SET EXERCISE – In the records that follow, list each line containing the word "below". Case counts.

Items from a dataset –

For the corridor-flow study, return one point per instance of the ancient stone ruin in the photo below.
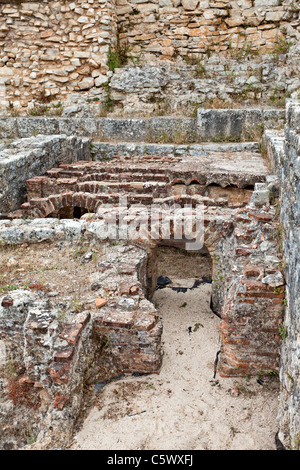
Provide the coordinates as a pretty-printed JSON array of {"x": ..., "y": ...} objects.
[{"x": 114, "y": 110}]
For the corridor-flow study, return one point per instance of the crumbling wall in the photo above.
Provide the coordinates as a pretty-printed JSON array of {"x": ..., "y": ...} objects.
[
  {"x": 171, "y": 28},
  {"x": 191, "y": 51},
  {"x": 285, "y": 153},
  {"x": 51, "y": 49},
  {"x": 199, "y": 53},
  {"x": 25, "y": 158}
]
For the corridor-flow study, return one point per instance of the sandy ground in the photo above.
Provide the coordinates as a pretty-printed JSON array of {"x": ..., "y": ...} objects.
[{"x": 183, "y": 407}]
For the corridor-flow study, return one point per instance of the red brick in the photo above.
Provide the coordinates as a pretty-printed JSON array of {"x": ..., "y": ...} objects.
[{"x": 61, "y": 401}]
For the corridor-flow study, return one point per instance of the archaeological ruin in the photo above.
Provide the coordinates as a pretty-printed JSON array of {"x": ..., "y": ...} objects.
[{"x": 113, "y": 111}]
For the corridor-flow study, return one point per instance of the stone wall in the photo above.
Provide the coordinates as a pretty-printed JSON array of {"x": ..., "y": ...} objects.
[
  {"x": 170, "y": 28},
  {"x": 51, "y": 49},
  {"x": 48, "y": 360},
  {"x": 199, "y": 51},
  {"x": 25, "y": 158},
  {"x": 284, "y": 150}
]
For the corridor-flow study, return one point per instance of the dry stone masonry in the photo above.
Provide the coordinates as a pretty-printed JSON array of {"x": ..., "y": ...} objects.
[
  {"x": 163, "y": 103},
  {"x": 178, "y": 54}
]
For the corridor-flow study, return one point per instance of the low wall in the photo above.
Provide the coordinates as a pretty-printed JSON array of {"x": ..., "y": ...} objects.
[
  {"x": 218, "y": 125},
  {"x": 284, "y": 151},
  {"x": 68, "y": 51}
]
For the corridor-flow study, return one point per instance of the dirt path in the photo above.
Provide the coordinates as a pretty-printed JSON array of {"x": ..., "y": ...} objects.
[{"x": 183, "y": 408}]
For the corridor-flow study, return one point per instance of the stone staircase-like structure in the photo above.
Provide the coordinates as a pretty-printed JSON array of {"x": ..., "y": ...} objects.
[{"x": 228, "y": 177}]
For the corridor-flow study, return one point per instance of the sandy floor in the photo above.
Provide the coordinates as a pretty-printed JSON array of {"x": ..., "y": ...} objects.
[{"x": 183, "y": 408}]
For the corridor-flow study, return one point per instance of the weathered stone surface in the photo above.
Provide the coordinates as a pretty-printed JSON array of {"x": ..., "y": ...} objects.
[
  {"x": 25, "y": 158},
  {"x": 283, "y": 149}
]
---
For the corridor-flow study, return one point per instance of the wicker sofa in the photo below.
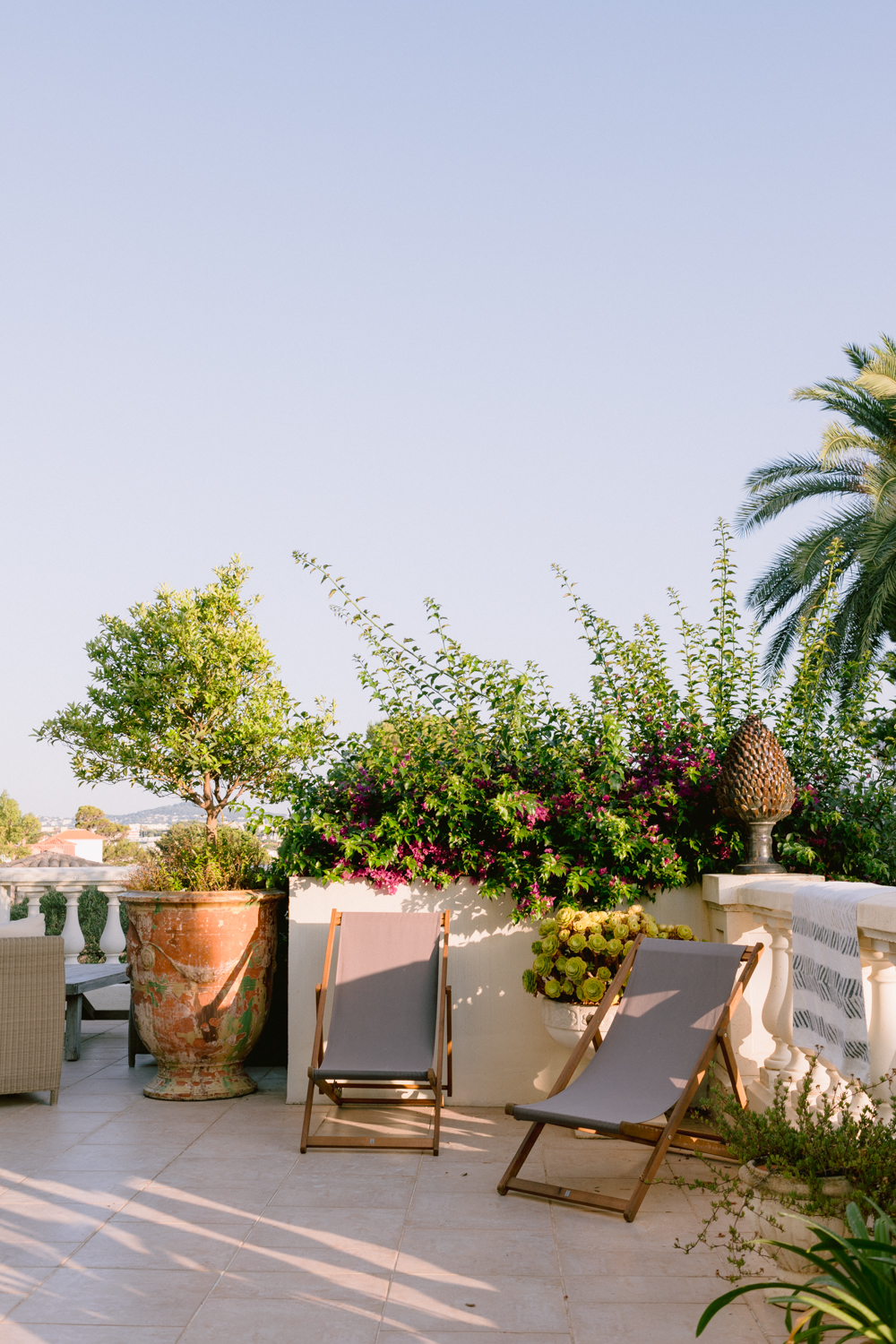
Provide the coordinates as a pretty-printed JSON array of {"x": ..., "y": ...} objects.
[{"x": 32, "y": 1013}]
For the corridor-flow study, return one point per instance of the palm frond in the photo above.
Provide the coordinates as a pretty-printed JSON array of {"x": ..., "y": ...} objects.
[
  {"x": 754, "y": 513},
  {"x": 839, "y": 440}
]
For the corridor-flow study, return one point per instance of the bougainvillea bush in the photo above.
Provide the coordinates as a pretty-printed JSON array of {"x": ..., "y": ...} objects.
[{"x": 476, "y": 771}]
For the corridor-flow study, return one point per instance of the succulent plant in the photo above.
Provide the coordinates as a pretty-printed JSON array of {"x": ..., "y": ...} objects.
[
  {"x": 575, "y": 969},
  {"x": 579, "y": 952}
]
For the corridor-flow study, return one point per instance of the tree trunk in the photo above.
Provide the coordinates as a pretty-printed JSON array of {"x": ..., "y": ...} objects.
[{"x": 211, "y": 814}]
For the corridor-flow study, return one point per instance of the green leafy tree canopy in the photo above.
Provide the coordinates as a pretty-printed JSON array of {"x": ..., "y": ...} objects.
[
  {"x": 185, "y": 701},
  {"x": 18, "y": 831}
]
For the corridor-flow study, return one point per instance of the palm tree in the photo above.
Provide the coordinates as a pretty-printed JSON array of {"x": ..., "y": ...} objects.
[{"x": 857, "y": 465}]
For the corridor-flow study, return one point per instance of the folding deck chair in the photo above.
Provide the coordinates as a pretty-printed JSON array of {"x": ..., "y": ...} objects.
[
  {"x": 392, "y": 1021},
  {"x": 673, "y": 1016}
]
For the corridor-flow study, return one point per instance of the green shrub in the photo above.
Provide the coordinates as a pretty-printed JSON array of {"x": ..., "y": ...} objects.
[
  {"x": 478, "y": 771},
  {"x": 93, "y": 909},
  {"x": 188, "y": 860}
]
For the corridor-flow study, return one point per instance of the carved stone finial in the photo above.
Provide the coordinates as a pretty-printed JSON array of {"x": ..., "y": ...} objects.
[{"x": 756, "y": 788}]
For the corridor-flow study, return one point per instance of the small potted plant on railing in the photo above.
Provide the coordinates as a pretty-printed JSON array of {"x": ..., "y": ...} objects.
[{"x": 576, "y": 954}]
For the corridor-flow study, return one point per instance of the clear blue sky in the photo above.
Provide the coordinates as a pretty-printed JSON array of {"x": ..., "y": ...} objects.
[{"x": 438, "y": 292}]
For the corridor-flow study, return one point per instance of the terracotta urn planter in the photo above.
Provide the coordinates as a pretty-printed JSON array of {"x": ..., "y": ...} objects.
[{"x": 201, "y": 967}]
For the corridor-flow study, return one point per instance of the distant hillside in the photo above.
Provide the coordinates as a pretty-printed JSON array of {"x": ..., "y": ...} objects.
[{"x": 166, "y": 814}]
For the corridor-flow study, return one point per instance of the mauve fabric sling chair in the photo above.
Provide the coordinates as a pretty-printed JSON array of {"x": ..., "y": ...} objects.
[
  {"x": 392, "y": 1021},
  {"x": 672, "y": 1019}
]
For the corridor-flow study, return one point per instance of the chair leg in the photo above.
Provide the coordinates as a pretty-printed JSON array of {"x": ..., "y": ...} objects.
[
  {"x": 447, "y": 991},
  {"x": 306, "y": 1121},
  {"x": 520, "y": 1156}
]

ANSWER TO THE TASK –
For the corridor-flow study, return one point per instance of the ancient stone ruin in the photo below.
For the corridor-flow study, return one point per instance of the wicker sofa in the photo below.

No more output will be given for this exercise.